## BEGIN Data for processing

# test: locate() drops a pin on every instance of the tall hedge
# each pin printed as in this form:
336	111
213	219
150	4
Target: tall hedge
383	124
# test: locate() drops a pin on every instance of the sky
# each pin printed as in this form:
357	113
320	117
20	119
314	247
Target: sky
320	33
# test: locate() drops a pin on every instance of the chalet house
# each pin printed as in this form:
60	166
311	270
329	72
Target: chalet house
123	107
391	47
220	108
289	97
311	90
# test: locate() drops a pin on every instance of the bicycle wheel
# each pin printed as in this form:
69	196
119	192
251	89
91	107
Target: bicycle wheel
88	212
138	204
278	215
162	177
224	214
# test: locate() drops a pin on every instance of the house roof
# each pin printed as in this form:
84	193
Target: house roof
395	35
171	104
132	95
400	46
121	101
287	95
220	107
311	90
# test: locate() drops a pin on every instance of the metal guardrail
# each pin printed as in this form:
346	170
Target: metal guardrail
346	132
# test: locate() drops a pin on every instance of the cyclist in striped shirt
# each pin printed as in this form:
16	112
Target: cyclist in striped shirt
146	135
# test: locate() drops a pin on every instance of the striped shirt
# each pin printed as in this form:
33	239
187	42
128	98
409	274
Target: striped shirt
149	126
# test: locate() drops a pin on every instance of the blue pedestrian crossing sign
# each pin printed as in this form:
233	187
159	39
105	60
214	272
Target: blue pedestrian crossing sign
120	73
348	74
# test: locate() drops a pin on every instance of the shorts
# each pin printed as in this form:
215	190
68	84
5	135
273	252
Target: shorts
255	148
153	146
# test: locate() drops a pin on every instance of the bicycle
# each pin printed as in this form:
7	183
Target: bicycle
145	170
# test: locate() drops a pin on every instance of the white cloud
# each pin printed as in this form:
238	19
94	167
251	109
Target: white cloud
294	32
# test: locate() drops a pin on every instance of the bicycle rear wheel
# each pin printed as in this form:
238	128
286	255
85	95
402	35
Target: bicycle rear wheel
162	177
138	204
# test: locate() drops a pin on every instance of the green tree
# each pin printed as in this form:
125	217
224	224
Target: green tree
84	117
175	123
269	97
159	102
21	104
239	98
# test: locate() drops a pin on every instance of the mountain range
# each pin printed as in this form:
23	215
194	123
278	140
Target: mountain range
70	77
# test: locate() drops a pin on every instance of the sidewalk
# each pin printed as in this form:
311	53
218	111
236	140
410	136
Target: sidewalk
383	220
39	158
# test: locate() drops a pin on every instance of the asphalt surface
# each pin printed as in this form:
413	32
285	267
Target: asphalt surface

## END Data for processing

▶ **Task**: Rewrite the material from the line containing "the asphalt surface" up to and including its last line, replacing "asphalt surface" with "paved road" and changing nothing else.

▶ **Answer to the problem**:
# test: locate() drops a pin on every instance of the paved road
# each pin printed as in this form:
413	32
285	267
Target: paved road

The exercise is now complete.